▶ _What is required_
Below are some entries. Output each one exactly as it appears.

▶ _Recorded data_

════════════════

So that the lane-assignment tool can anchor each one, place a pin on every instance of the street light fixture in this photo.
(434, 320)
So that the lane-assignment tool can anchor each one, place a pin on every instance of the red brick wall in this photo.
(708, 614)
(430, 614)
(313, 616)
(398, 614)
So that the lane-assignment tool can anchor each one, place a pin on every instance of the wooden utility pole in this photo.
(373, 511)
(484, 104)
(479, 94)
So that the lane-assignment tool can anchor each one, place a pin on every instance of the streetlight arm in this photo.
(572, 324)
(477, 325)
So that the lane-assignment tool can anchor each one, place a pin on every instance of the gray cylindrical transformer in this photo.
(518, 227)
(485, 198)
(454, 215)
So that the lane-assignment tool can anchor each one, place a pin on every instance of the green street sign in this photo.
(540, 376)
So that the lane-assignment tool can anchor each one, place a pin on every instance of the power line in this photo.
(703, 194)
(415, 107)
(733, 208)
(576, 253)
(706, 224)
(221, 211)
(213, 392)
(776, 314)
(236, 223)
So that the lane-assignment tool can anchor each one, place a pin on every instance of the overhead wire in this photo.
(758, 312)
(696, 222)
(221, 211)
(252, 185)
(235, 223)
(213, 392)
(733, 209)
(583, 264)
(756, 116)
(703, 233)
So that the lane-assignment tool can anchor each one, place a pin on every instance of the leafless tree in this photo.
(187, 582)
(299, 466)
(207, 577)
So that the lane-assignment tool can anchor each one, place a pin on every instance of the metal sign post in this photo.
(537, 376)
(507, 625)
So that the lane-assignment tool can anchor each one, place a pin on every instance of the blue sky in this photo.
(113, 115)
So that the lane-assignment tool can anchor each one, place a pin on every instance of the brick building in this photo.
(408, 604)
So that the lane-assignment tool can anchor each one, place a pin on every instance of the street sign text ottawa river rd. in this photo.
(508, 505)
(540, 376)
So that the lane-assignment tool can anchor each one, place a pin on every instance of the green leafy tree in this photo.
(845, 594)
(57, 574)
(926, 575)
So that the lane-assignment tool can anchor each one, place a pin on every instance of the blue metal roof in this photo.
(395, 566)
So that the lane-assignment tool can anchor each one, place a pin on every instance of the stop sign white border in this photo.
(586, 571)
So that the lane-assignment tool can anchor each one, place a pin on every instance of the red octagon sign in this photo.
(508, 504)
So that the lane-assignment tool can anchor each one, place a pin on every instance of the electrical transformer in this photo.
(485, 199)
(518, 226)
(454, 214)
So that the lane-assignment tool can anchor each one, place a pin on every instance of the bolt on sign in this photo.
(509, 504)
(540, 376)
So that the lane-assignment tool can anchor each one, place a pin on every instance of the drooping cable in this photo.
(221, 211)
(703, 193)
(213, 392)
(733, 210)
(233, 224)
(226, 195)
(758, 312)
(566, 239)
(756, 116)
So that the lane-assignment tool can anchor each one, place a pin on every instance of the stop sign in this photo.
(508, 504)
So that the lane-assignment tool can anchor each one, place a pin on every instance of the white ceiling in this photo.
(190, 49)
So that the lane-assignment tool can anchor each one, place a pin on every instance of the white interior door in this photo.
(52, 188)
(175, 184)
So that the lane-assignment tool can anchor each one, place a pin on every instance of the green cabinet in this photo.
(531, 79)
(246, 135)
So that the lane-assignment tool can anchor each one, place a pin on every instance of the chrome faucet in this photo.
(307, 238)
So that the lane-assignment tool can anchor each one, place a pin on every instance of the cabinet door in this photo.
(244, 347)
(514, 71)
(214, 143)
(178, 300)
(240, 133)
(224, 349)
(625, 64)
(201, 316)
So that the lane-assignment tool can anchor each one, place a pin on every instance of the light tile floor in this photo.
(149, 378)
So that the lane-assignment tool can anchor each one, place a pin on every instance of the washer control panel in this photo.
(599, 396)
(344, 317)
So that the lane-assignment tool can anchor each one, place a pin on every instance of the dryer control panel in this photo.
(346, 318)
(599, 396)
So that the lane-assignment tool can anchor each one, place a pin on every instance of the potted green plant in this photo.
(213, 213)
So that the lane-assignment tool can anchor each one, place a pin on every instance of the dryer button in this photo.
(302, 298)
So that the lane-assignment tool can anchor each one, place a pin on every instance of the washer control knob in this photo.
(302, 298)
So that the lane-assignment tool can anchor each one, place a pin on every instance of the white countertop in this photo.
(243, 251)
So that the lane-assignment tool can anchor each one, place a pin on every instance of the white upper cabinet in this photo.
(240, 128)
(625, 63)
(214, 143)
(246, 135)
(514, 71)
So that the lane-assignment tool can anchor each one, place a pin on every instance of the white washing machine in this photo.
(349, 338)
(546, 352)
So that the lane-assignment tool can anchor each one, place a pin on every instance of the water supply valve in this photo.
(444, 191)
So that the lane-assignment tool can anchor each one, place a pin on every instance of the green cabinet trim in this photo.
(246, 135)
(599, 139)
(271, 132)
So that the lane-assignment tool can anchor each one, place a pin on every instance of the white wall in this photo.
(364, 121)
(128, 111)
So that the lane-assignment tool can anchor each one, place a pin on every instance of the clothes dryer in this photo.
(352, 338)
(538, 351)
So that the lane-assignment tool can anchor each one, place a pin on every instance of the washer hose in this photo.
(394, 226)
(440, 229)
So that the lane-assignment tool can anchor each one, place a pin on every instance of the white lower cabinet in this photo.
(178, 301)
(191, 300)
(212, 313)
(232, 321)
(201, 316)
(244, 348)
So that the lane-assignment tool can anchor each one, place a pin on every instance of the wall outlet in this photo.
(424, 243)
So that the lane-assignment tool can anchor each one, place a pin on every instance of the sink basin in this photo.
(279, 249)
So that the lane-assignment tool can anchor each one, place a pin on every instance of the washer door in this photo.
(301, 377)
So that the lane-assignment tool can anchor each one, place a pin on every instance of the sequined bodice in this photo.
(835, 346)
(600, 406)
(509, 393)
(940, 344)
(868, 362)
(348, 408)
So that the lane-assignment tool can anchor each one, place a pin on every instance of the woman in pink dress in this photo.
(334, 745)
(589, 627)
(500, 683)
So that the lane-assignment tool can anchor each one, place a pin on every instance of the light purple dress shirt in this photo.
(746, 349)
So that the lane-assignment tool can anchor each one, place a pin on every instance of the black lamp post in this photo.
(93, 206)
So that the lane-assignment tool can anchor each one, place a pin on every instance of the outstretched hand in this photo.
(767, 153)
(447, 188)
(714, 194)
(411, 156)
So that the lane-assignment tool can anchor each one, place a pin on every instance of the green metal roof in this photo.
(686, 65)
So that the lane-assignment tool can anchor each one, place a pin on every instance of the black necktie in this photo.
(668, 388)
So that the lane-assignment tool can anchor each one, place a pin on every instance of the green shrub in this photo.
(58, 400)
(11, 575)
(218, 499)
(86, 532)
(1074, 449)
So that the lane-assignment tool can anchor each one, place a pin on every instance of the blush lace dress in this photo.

════════════════

▶ _Output of the task_
So that the lane-assignment tool can anchor each one, place a pin on every instance of the street light fixture in this photo.
(434, 320)
So that the lane-assignment tool can anchor each one, place a pin on every instance of the red brick wall in this photo.
(708, 614)
(430, 614)
(313, 616)
(398, 614)
So that the lane-assignment tool can anchor each one, place a pin on every instance of the wooden utility pole in this photo.
(373, 511)
(484, 104)
(479, 94)
So that the lane-assignment tool can anchor each one, place a pin on every instance of the streetlight arm in this photo.
(572, 324)
(477, 325)
So that the lane-assignment tool can anchor each one, place a pin on every instance of the gray cylindrical transformer in this photo.
(518, 227)
(485, 198)
(454, 215)
So that the lane-assignment tool can anchor each one, place a pin on every instance of the green street sign in this photo.
(540, 376)
So that the lane-assignment tool can anchor each one, place a pin on every instance of the power line in this photo.
(703, 194)
(415, 107)
(733, 208)
(576, 253)
(706, 224)
(221, 211)
(213, 392)
(776, 314)
(236, 223)
So that the lane-assignment tool can anchor each one, place a pin on every instance of the overhead wire in this photo.
(758, 312)
(696, 222)
(221, 211)
(252, 185)
(235, 223)
(213, 392)
(733, 209)
(583, 264)
(756, 116)
(703, 233)
So that the lane-assignment tool can anchor each one, place a pin on every instance of the leafless tree in this photo.
(187, 582)
(299, 466)
(207, 577)
So that the lane-assignment tool can anchor each one, place a pin on every instance of the metal sign post in this photo.
(537, 376)
(507, 625)
So that the lane-assignment tool can anchor each one, place a pin on every instance of the blue sky in this photo.
(113, 115)
So that the lane-assignment tool can anchor each one, place a pin on every instance of the brick building in this photo.
(408, 604)
So that the lane-assignment tool can anchor each one, place a pin on every instance of the street sign text ottawa river rd. in this photo.
(508, 505)
(540, 376)
So that the lane-assignment tool can anchor each one, place a pin on every instance of the green leafy tree in this photo.
(845, 594)
(57, 574)
(926, 575)
So that the lane-assignment tool can anchor each one, place a pin on every instance of the blue metal roof in this photo.
(395, 566)
So that the lane-assignment tool can anchor each one, place a pin on every instance of the stop sign white border in this photo.
(586, 571)
So that the lane-assignment tool can anchor each one, place a pin on every instance of the red octagon sign in this photo.
(508, 504)
So that the lane-assignment tool can anchor each one, place a pin on every instance of the electrical transformer in this photo.
(485, 199)
(518, 226)
(454, 214)
So that the lane-assignment tool can anchor each one, place a pin on every instance of the bolt on sign in this photo.
(509, 504)
(540, 376)
So that the lane-assignment tool can anchor each one, place a pin on every instance of the drooping cable in this photo.
(221, 211)
(703, 193)
(213, 392)
(733, 210)
(233, 224)
(226, 195)
(758, 312)
(566, 239)
(756, 116)
So that the lane-assignment tool can anchor each one, place a pin on every instance of the stop sign in this photo.
(508, 504)
So that the lane-assignment tool can anchor each one, place a pin on every instance of the white ceiling in this photo.
(190, 49)
So that the lane-assignment tool can anchor each one, place a pin on every instance of the white interior door in this photo.
(52, 188)
(175, 184)
So that the lane-assignment tool can anchor each one, place a pin on every instance of the green cabinet in this photo.
(531, 79)
(246, 135)
So that the lane-assignment tool can anchor each one, place a pin on every instance of the chrome faucet in this photo.
(307, 238)
So that the lane-assignment tool can anchor each one, place a pin on every instance of the cabinet door in this photo.
(244, 347)
(514, 71)
(214, 143)
(178, 300)
(240, 133)
(224, 349)
(625, 64)
(201, 316)
So that the lane-assignment tool can anchor each one, place a pin on every instance of the light tile floor in this photo.
(149, 378)
So that the lane-assignment tool can anchor each one, place a pin on every instance of the washer control panel in this photo.
(599, 396)
(344, 317)
So that the lane-assignment tool can anchor each one, place a pin on every instance of the dryer control panel in this photo.
(346, 318)
(599, 396)
So that the lane-assignment tool can anchor each one, place a pin on every instance of the potted green plant in this photo.
(213, 213)
So that the lane-assignment tool can anchor each one, place a pin on every instance of the dryer button in this photo.
(302, 298)
So that the lane-assignment tool can anchor each one, place a pin on every instance of the washer control knob in this photo.
(302, 298)
So that the lane-assignment tool can anchor each one, place a pin on every instance of the white countertop in this photo.
(243, 251)
So that the lane-assignment tool can anchor each one, place a pin on every instance of the white upper cabinet in this photo.
(240, 128)
(625, 63)
(214, 143)
(246, 135)
(514, 71)
So that the lane-assignment tool can anchor each one, place a pin on every instance of the white washing machine in this photo.
(349, 338)
(546, 352)
So that the lane-assignment tool can anchor each one, place a pin on every instance of the water supply valve in this photo.
(444, 191)
So that the lane-assignment tool can anchor each one, place a pin on every instance of the green cabinet trim in this photo.
(246, 135)
(599, 139)
(271, 132)
So that the lane-assignment tool can anchor each one, place a pin on every instance of the white wall in this photo.
(364, 121)
(128, 111)
So that the lane-assignment tool can anchor each one, place a pin on every instance of the clothes dryer in this photo.
(352, 338)
(538, 351)
So that the lane-assignment tool can anchor each one, place a pin on every instance of the washer hose in this photo.
(394, 226)
(440, 229)
So that the lane-assignment tool can anchor each one, place a pin on every instance of the white lower cabinet in this photo.
(178, 301)
(191, 300)
(212, 313)
(232, 321)
(201, 316)
(244, 348)
So that the lane-assignment tool can anchor each one, place a pin on every instance of the wall outlet in this photo.
(424, 243)
So that the lane-assignment tool can anchor each one, place a pin on every instance of the sink basin in this photo.
(279, 249)
So that the lane-assignment tool can anchor each one, place a pin on every instance of the washer door in this photo.
(301, 377)
So that the lane-assignment tool can anchor each one, place a pin on every instance of the sequined bodice in this photo.
(835, 346)
(600, 406)
(509, 393)
(940, 344)
(868, 362)
(348, 408)
So that the lane-assignment tool can anchor each one, place a pin on every instance of the woman in pink dress in this photo.
(334, 745)
(589, 627)
(500, 683)
So that the lane-assignment tool can anchor each one, place a pin on every instance of the light purple dress shirt in this photo.
(746, 349)
So that the lane-assignment tool can anchor each one, place a pin on every instance of the black lamp post in this photo.
(93, 206)
So that the lane-assignment tool can anchor each one, place a pin on every instance of the outstretched hand in this photo.
(767, 153)
(447, 188)
(714, 194)
(411, 156)
So that the lane-assignment tool can anchor each one, place a pin on every instance of the green metal roof in this photo.
(686, 65)
So that the lane-assignment tool can anchor each one, place a pin on every instance of the black necktie in this photo.
(668, 388)
So that the lane-assignment tool can anchor each one, place a pin on every instance of the green shrub in this photo.
(58, 400)
(11, 575)
(218, 499)
(86, 532)
(1074, 449)
So that the lane-assignment tool can anchor each one, place a pin on every instance of the blush lace dress in this photo.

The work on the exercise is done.